What to work on »
Copy verbatim the lines of the listing below, starting at the line containing "For the trial run, indicate each instance of the cardboard" and ending at the line containing "x=244 y=101", with both of those lines included.

Records for this exercise »

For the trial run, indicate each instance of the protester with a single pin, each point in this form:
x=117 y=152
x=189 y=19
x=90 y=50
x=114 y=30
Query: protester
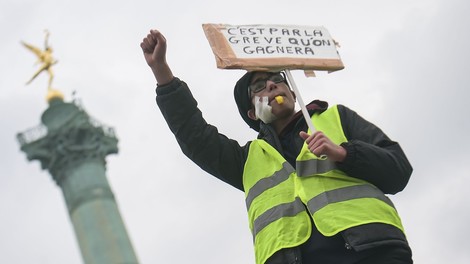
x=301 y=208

--

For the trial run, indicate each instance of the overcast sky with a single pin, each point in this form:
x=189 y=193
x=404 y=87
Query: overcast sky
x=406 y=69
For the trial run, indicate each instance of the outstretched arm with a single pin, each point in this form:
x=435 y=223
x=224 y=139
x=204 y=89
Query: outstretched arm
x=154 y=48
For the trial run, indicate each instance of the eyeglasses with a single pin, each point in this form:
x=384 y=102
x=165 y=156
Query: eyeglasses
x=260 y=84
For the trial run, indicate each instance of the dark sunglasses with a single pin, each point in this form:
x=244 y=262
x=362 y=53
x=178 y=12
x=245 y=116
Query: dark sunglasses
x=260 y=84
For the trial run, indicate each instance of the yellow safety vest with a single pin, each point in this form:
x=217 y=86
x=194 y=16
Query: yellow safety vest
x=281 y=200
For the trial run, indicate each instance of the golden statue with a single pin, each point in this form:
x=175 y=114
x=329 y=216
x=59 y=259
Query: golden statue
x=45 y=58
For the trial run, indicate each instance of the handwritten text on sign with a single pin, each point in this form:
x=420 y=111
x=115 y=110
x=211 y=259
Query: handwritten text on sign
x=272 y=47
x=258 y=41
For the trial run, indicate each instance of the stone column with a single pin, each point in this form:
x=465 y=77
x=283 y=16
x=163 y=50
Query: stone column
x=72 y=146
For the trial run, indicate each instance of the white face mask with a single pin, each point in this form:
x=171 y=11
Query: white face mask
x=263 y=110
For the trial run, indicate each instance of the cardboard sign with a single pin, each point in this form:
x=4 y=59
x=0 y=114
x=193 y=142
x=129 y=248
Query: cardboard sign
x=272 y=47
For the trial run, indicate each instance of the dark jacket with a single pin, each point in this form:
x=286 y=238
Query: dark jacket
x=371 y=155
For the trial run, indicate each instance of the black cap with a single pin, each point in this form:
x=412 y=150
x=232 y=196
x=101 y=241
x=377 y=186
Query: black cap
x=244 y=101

---

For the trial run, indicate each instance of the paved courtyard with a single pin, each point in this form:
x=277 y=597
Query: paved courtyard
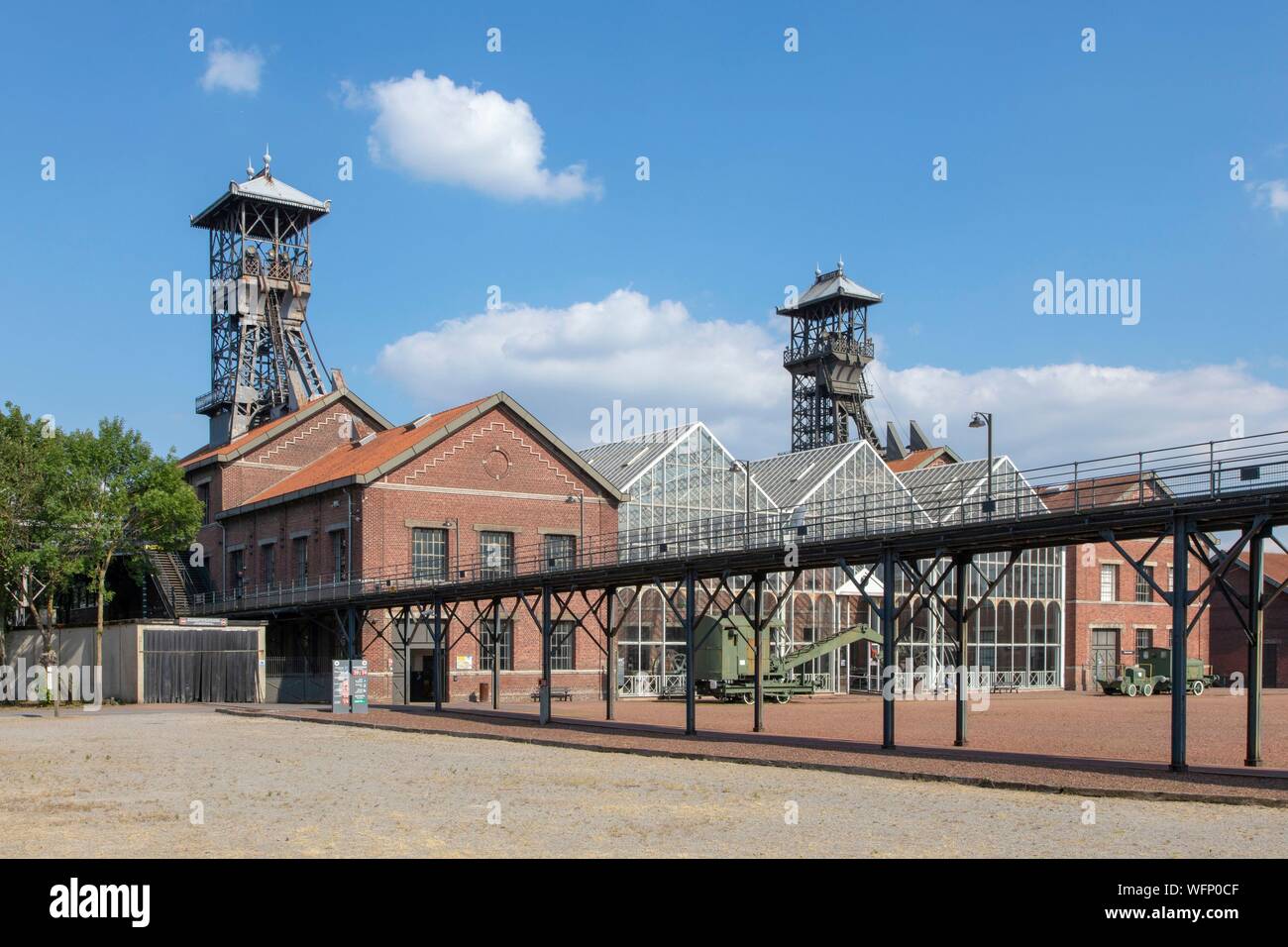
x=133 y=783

Exercise output »
For the trial run, indicate each instance of the cardboard sign with a single pin, each point in this form:
x=4 y=59
x=0 y=114
x=193 y=142
x=129 y=248
Query: cardboard sign
x=272 y=47
For the trial run, indicate each instance of the dark jacket with a single pin, each point in this form:
x=286 y=238
Query: dark jacket
x=371 y=155
For the trial run, indicate each instance of the black cap with a single pin, each point in this form:
x=412 y=150
x=232 y=196
x=101 y=241
x=377 y=186
Query: black cap
x=244 y=101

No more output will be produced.